Differences in Juvenile Huntington Disease Manifestations Identified

September 27, 2018

A retrospective analysis has established clinical distinctions between expressions of juvenile Huntington disease, suggesting a need for a reclassification.

Ferdinando Squitieri, MD, PhD

A new analysis has found that patients with highly expanded juvenile Huntington disease have clinical differences from those with low expansion juvenile or adult-onset forms of the condition, suggesting a need for a reclassification of the aggressive form of the disease.

Ultimately, there were several significant clinical distinctions between the groups, including gait disturbances, hand dexterity, development delays, and seizures, among others.1

Conducted by Ferdinando Squitieri, MD, PhD, the head of neurology at the CSS-Mendel Institute, and a scientific officer and co-founder of the Italian League of Huntington Research (LIRH) Foundation, and colleagues, the retrospective analysis sought to further characterize juvenile Huntington's disease by examining the effect of CAG repeat size on disease presentation, progression, and survival.

> **Information given**

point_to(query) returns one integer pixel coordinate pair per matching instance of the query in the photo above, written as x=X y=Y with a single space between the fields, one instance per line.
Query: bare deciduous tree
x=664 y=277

...

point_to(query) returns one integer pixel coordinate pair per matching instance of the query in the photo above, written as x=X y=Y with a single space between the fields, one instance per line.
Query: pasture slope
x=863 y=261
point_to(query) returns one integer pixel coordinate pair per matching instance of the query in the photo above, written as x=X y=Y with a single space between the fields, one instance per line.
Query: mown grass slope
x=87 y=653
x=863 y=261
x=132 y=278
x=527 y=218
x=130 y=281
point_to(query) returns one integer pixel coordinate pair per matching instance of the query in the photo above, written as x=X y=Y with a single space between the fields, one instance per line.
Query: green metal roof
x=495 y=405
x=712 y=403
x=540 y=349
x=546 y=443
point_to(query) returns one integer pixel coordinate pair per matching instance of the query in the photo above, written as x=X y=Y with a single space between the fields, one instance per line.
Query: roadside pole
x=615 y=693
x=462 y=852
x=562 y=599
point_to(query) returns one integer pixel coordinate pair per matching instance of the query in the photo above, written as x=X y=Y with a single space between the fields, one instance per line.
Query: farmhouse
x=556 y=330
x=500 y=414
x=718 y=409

==

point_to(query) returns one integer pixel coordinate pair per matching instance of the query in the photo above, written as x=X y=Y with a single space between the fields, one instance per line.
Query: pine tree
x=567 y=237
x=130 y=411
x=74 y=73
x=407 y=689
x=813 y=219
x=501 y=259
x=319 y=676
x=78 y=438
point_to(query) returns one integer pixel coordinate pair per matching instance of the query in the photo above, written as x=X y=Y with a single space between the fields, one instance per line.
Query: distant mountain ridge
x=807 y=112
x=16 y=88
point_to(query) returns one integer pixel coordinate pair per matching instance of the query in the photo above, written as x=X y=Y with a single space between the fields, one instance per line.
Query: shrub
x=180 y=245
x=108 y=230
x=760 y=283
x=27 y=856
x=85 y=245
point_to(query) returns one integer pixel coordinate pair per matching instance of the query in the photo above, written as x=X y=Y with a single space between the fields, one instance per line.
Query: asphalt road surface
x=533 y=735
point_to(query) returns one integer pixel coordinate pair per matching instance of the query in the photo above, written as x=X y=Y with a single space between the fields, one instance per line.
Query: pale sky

> **Required work**
From the article on juvenile Huntington disease, pull out the stretch from "A retrospective analysis" through "of the disease." word for word.

> **Finished exercise**
A retrospective analysis has established clinical distinctions between expressions of juvenile Huntington disease, suggesting a need for a reclassification.

Ferdinando Squitieri, MD, PhD

A new analysis has found that patients with highly expanded juvenile Huntington disease have clinical differences from those with low expansion juvenile or adult-onset forms of the condition, suggesting a need for a reclassification of the aggressive form of the disease.